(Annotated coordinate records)
_ _ _ _ _ _ _

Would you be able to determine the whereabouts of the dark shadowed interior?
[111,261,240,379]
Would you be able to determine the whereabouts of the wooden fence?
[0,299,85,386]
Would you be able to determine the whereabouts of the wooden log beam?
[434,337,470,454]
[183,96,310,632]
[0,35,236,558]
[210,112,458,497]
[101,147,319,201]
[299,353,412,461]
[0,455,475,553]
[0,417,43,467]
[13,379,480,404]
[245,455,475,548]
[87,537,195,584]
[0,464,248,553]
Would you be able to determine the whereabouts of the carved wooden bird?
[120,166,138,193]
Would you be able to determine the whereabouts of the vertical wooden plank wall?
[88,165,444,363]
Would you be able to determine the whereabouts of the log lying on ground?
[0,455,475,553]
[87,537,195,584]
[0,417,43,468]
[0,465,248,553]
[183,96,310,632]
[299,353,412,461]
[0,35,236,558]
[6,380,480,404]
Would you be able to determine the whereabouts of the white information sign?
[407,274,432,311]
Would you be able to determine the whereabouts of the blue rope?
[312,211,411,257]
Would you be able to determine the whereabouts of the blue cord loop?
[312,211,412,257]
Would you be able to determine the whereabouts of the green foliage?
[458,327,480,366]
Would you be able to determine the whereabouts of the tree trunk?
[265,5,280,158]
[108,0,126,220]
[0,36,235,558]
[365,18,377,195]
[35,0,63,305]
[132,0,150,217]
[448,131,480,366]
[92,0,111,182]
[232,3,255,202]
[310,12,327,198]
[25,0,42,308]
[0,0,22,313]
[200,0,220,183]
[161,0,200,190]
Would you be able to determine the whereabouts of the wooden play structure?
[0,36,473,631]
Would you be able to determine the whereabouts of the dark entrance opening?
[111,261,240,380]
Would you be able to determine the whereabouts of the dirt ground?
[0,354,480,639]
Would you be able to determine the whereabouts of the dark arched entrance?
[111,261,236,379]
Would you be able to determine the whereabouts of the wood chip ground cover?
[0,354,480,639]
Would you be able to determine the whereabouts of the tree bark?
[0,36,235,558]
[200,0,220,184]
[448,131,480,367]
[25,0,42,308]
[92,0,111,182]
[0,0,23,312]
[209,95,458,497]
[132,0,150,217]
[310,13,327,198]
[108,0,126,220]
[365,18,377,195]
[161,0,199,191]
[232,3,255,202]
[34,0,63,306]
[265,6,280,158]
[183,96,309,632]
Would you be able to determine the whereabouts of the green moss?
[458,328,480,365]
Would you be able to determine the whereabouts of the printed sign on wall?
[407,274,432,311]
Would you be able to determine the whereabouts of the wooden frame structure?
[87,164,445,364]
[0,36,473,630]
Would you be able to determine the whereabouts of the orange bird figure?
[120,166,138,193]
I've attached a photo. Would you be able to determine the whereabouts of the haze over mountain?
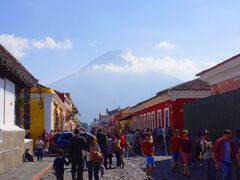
[49,50,181,122]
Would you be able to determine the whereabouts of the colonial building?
[30,85,72,143]
[0,45,38,173]
[118,106,132,132]
[131,79,211,130]
[184,54,240,139]
[197,54,240,95]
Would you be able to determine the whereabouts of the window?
[152,112,155,130]
[164,108,170,127]
[157,110,162,127]
[147,113,151,128]
[59,133,73,141]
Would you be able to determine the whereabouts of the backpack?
[90,151,103,165]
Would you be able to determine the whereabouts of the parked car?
[50,132,92,154]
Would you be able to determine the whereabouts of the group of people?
[53,128,129,180]
[171,129,240,180]
[47,125,240,180]
[35,129,60,161]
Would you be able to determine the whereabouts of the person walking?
[157,126,163,152]
[180,130,192,177]
[199,130,216,180]
[142,134,154,180]
[171,129,181,172]
[68,128,86,180]
[86,136,103,180]
[96,128,108,168]
[107,134,114,169]
[53,150,69,180]
[114,133,122,167]
[213,129,239,180]
[35,136,44,161]
[125,131,132,158]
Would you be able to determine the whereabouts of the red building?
[197,54,240,95]
[131,79,211,130]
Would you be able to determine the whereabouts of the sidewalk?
[0,158,52,180]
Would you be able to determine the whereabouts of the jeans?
[203,159,216,180]
[115,152,122,167]
[107,154,112,166]
[87,161,100,180]
[72,161,83,180]
[55,173,64,180]
[220,162,233,180]
[37,148,43,161]
[100,145,107,167]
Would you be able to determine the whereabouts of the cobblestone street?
[41,156,231,180]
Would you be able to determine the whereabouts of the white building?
[0,44,38,173]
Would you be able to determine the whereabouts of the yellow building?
[30,86,71,141]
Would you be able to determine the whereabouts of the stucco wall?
[3,79,15,127]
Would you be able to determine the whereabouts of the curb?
[32,165,52,180]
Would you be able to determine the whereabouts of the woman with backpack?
[86,136,103,180]
[114,133,122,167]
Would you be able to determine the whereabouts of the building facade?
[0,45,38,173]
[197,54,240,95]
[131,79,211,130]
[30,85,72,141]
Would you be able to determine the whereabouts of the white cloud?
[0,34,29,58]
[89,51,213,80]
[32,37,72,49]
[0,34,73,58]
[156,41,175,49]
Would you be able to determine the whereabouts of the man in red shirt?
[142,134,154,179]
[171,129,181,171]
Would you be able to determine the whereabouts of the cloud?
[89,51,213,80]
[156,41,175,49]
[88,40,99,47]
[0,34,30,58]
[32,37,72,49]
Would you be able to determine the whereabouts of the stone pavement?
[0,158,53,180]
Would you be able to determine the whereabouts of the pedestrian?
[114,133,122,167]
[35,136,44,161]
[133,133,142,156]
[53,149,69,180]
[199,129,216,180]
[171,129,181,172]
[68,128,87,180]
[157,126,163,151]
[125,131,132,158]
[48,130,54,153]
[232,129,240,179]
[119,130,130,168]
[213,129,239,180]
[42,129,48,149]
[180,130,192,177]
[107,134,114,169]
[142,134,154,180]
[96,128,108,168]
[86,136,103,180]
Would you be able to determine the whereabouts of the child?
[142,134,154,180]
[53,150,69,180]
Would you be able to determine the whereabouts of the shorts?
[146,156,154,167]
[172,152,180,162]
[182,152,191,164]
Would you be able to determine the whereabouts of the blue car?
[51,132,92,153]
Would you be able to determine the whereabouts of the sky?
[0,0,240,84]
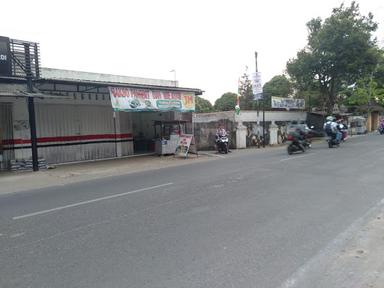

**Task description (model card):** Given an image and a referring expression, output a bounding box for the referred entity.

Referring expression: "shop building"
[0,37,202,170]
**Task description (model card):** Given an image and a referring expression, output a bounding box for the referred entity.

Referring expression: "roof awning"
[0,91,72,99]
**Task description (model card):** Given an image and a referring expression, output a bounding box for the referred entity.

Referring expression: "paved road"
[0,135,384,288]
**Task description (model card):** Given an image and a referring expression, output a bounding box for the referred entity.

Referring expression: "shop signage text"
[109,87,195,112]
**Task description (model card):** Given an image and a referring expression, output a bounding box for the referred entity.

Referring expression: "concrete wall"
[193,111,307,150]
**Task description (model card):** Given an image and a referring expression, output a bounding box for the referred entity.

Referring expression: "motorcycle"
[327,135,340,148]
[377,125,384,135]
[216,135,229,154]
[286,134,311,155]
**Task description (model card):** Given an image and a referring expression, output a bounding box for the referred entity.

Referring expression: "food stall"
[154,120,187,155]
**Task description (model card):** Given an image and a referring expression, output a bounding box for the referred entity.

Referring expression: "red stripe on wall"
[3,133,132,145]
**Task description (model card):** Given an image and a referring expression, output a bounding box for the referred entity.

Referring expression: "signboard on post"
[250,72,263,100]
[175,134,197,158]
[271,96,305,110]
[109,87,195,112]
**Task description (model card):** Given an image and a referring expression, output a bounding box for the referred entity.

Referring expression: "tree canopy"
[195,96,213,113]
[287,2,379,112]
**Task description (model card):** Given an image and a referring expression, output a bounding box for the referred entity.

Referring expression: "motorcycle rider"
[324,116,341,143]
[288,127,306,151]
[336,119,348,142]
[379,118,384,134]
[216,125,227,140]
[216,125,231,153]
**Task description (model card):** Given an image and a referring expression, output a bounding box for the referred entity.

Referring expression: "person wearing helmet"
[324,116,341,143]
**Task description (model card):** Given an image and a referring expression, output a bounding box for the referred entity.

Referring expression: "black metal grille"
[9,39,40,79]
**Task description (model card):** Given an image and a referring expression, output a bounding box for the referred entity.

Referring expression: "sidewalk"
[0,151,217,195]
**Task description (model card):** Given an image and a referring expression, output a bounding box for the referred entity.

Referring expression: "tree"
[287,2,379,112]
[196,96,213,113]
[214,92,237,111]
[263,75,293,108]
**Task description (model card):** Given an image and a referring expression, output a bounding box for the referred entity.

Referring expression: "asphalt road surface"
[0,135,384,288]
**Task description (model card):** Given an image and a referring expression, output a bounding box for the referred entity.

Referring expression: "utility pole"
[24,43,39,171]
[255,51,265,148]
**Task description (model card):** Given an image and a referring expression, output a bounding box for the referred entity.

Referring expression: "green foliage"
[196,96,213,113]
[214,92,237,111]
[287,2,379,112]
[344,77,384,106]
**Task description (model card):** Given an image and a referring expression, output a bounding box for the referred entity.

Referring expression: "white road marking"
[12,182,173,220]
[279,199,384,288]
[209,154,225,159]
[280,153,317,162]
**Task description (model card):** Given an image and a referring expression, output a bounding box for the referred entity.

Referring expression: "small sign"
[175,134,197,158]
[271,96,305,109]
[250,72,263,100]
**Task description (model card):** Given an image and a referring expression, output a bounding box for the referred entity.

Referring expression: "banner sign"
[0,36,12,76]
[108,87,195,112]
[271,96,305,109]
[250,72,263,100]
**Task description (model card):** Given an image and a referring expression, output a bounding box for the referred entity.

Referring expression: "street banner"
[250,72,263,100]
[108,87,195,112]
[271,96,305,109]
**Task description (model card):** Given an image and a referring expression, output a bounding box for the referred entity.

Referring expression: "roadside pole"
[252,51,265,148]
[24,43,39,171]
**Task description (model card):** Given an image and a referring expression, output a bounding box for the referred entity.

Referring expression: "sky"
[0,0,384,104]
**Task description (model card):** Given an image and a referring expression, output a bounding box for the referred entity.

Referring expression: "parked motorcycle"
[286,134,310,155]
[216,136,229,154]
[327,136,340,148]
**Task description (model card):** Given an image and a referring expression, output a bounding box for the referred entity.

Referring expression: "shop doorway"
[131,112,171,154]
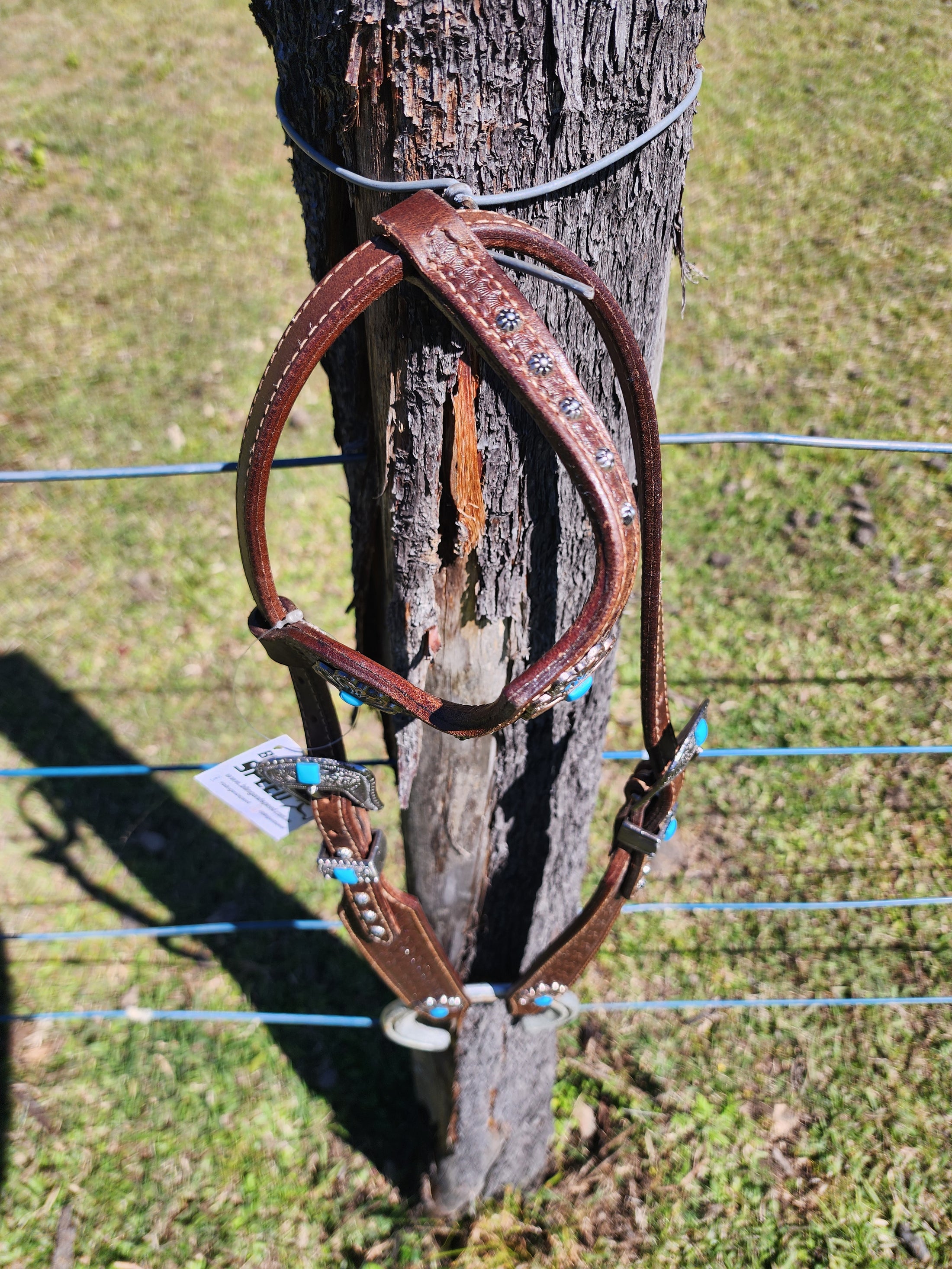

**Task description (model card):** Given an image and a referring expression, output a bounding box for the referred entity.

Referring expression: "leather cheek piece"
[238,185,683,1023]
[238,192,655,736]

_ _ _ _ _ _ _

Turn the entries from the line with "the blue car?" to the line with "[0,0,240,84]" into a numbered list, including both of those lines and skipping any blank ones.

1. Would you be able to determine the whereabouts of the blue car?
2. [51,132,92,153]
3. Would you be able to determine the whereabouts of the sky?
4. [0,0,240,84]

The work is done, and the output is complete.